#### [Ваши задания]
A - Что расступается по молитве Аввакума, согласно фрагменту о его творчестве?
B - Извлеките без изменений отрывок из фрагмента о творчестве Аввакума: начните со слов «Все творчество Аввакума» и остановитесь после слов «и его дела.».

#### [Фрагмент текста]
Все в жизни Аввакума полно для него тайной значительности, в ней нет для него ничего случайного. Истинность изображаемого им «дела Божия» подкреплена многочисленными «видениями» и чудесами. В трудные часы жизни Аввакуму не раз «является» на помощь ангел; в него не стреляет пищаль; за нападение на него виновный наказывается внезапной болезнью; Аввакум исцеляет от недугов, изгоняет бесов, по его молитве расступается покрытое льдом озеро и т. д. Все эти житийные шаблоны переданы, однако, Аввакумом не в отвлеченной средневековой манере, а жизненно конкретно. Быт и средневековая символика слиты в произведениях Аввакума нераздельно.

Аввакум не только приводит библейские символы для истолкования обстоятельств своей жизни, но и, наоборот, личными воспоминаниями, бытовыми реалиями, отчетливо нарисованными с натуры картинами толкует и оживляет библейские образы. Библейская история переводится им в чисто бытовой план, снижается до того конкретного «видения», в порыве которого Аввакум увидел и свой ярко раскрашенный всеми жизненными цветами «корабль моря житейского». Вот приводит Аввакум текст книги Бытия (III, 6–7): «И вкусиста Адам и Евва от древа, от него же Бог заповеда, и обнажистася» – и затем конкретизирует этот рассказ таким образом: «О, миленькие! одеть стало некому; ввел дьявол в беду, а сам и в сторону. Лукавой хозяин накормил и напоил, да и з двора спехнул. Пьяной валяется на улице, ограблен, а никто не помилует. Увы, безумия и тогдашнего и нынешнева».

Библия для Аввакума – это только повод сравнить «нынешнее безумие» с «тогдашним». Любой библейский эпизод он вводит в круг интересующих его современных проблем. Ссылка, например, Адама на Еву в ответе на вопрос Бога – «кто сказал тебе, что ты наг» – толкуется Аввакумом так: «Просто молыть: на што-де мне дуру такую зделал? Сам неправ, да на Бога пеняет. И ныне похмельные, тоже шпыняя, говорят: на што Бог и сотворил хмель-ет, весь-де до нага пропился, и есть нечева, да меня жьде избили всево; а иной говорит: Бог-де ево судит, упоил до пьяна; правится бедной, бытто от неволи так зделалось. А беспрестанно тово ищет и желает; на людей переводит, а сам где был?»

* * *

Все творчество Аввакума проникнуто резким автобиографизмом. Автобиографичны все его сочинения – от «Жития» до богословских рассуждений и моральных наставлений и толкований. Все в его сочинениях пронизано и личным отношением, и личными воспоминаниями. В своем стремлении к предельной искренности и откровенности он пишет прежде всего о том, что касается его самого и его дела.

Он презирает всякие внешние ценности, даже и ту самую церковную обрядность, которую он так фанатически отстаивал: «крюки-те в переводах-тех мне не дороги и ненайки-те песенные не надобе ж». Над боярством он иронизирует, царский титул комически искажает. Разум, людская мудрость, людские установления – все то лишь «своеумные затейки». «Бог разберет всякую правду и неправду. Надобно лишь потерпеть за имя его святое».

#### [Извлечённые данные]
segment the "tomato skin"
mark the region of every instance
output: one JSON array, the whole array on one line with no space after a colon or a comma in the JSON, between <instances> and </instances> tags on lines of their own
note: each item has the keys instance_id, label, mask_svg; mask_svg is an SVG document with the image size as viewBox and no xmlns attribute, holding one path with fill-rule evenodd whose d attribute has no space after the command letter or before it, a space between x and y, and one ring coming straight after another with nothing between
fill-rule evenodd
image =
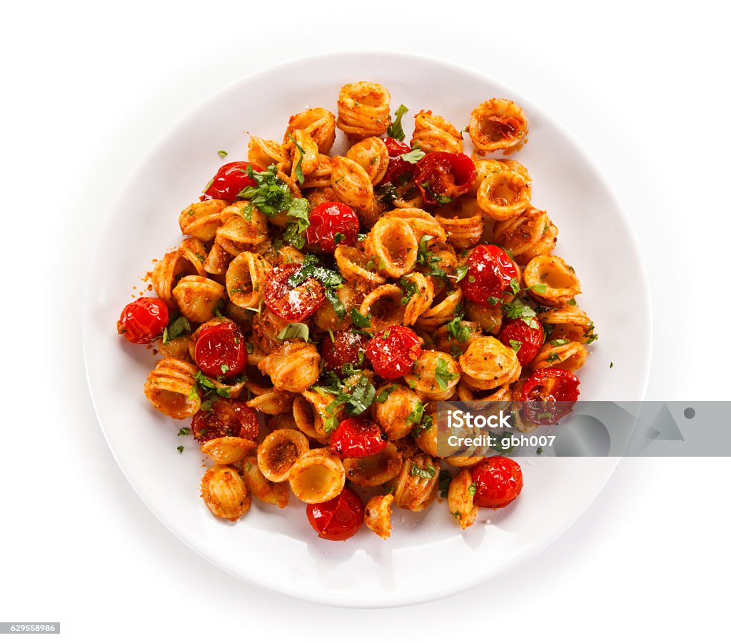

#### [Ответы]
A - Покрытое льдом озеро.

B -
Все творчество Аввакума проникнуто резким автобиографизмом. Автобиографичны все его сочинения – от «Жития» до богословских рассуждений и моральных наставлений и толкований. Все в его сочинениях пронизано и личным отношением, и личными воспоминаниями. В своем стремлении к предельной искренности и откровенности он пишет прежде всего о том, что касается его самого и его дела.